# RECORD EXTRACTS start
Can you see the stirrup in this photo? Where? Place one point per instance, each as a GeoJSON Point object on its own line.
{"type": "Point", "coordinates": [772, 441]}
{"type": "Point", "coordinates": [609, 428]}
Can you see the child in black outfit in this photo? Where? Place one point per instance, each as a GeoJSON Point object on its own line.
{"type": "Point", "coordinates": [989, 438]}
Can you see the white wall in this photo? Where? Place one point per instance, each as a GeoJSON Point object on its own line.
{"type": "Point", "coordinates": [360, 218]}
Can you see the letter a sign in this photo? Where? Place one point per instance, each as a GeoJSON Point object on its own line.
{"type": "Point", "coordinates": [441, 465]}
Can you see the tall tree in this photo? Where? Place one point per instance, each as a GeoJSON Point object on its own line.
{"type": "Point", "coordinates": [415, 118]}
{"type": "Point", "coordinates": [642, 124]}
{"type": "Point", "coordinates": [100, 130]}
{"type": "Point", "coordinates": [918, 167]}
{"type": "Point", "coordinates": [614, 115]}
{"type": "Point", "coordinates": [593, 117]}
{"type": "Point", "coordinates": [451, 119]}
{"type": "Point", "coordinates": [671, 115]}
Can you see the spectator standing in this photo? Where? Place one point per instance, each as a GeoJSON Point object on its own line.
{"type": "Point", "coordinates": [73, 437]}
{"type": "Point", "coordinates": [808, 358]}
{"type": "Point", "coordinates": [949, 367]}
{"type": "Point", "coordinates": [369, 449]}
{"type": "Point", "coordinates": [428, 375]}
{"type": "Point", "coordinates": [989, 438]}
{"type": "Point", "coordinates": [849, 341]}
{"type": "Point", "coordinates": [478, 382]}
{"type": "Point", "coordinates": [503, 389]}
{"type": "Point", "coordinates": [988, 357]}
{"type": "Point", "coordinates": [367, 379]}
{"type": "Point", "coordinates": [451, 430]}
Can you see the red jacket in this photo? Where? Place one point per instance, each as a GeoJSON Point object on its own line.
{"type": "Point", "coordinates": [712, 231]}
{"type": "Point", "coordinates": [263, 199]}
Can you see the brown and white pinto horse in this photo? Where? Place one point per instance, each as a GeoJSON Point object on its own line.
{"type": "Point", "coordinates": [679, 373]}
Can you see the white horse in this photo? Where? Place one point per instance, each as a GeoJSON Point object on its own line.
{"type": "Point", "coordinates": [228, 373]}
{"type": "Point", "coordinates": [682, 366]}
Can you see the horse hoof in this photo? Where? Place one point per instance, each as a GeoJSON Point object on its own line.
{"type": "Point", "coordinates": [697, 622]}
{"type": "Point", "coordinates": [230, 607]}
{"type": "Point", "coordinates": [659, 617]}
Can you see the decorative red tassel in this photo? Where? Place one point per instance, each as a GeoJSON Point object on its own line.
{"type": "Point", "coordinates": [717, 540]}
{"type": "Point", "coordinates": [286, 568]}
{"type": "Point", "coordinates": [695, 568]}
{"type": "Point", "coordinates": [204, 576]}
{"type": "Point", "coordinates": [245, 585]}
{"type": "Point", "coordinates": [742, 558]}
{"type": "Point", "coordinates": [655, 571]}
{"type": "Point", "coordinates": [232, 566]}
# RECORD EXTRACTS end
WRITTEN TASK:
Starting at the line that contains "Can you see the decorative" and continuing through the end of the entries above, write those lines out again with their requests. Scale every coordinate in the answers by 2.3 and round to whole numbers, rounding halves up.

WRITTEN RESPONSE:
Can you see the decorative red tassel in this photo? Where? Place one point per instance, each as a GeoJSON Point object on its own line.
{"type": "Point", "coordinates": [1649, 1242]}
{"type": "Point", "coordinates": [658, 1306]}
{"type": "Point", "coordinates": [1599, 1306]}
{"type": "Point", "coordinates": [469, 1325]}
{"type": "Point", "coordinates": [564, 1346]}
{"type": "Point", "coordinates": [1707, 1283]}
{"type": "Point", "coordinates": [1507, 1313]}
{"type": "Point", "coordinates": [534, 1302]}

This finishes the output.